• [Exercise]: Wherever the string "shoreline" appears in the entries below, return the line that holds it.

• [Data to process]:
========================================================================

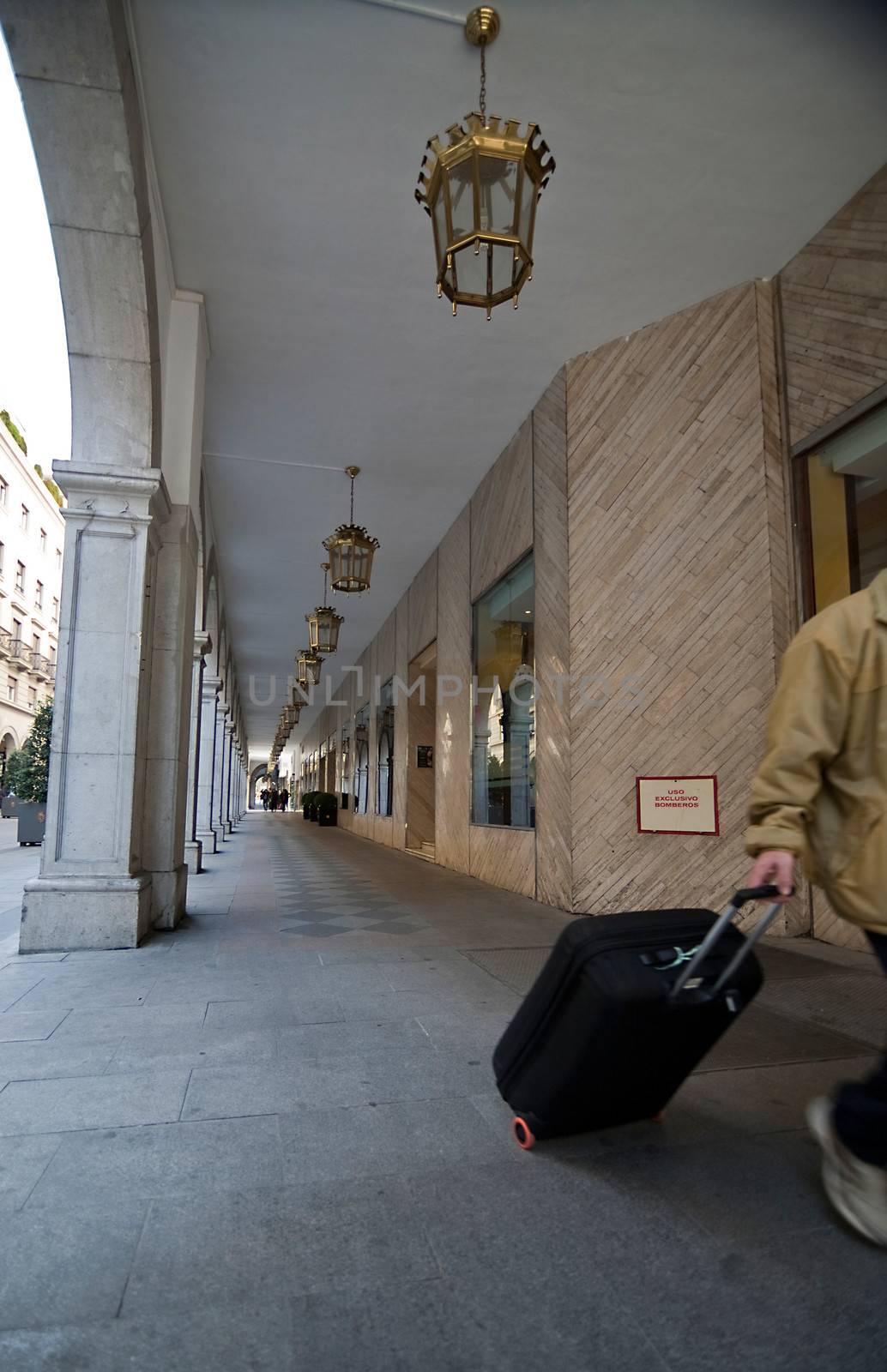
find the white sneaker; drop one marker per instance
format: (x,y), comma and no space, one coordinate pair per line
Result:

========================================================================

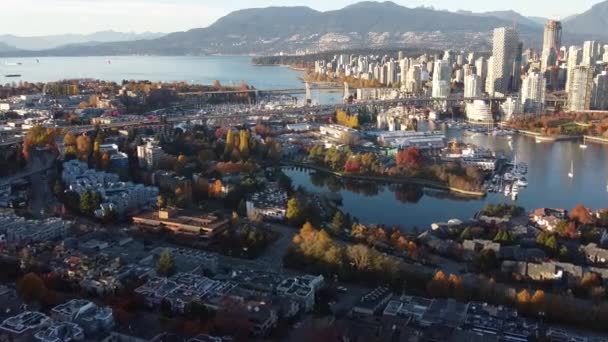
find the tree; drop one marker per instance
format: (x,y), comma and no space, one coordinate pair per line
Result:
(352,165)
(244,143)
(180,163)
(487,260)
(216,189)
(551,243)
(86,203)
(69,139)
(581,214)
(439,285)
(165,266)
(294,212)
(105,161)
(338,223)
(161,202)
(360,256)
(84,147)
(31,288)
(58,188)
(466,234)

========================================================================

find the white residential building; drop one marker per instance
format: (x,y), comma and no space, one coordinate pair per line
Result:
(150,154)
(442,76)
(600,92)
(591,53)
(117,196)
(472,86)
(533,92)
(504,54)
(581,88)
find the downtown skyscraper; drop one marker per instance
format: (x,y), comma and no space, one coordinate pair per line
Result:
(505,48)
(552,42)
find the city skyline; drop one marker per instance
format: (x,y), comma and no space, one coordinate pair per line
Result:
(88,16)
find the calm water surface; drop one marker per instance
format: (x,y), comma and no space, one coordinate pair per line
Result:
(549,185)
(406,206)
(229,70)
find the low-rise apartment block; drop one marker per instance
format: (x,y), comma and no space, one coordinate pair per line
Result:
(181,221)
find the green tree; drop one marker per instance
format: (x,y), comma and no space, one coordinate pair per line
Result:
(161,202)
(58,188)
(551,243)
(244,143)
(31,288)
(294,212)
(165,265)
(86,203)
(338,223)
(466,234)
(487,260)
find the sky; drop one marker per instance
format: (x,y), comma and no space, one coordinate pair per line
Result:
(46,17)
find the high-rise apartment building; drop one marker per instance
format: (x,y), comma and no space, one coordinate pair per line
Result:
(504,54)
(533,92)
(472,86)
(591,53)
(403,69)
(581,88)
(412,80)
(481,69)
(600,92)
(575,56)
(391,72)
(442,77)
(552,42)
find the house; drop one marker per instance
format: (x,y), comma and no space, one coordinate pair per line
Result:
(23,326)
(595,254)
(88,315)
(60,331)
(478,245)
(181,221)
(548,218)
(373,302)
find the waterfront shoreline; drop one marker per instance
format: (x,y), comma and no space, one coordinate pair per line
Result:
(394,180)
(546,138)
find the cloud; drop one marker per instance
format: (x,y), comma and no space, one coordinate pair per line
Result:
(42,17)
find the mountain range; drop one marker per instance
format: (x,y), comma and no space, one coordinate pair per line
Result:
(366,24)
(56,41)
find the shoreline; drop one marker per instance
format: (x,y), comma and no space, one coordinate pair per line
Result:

========================================================================

• [The completed task]:
find the waterfront shoreline; drop one marker per instance
find the shoreline; drop one marker per instance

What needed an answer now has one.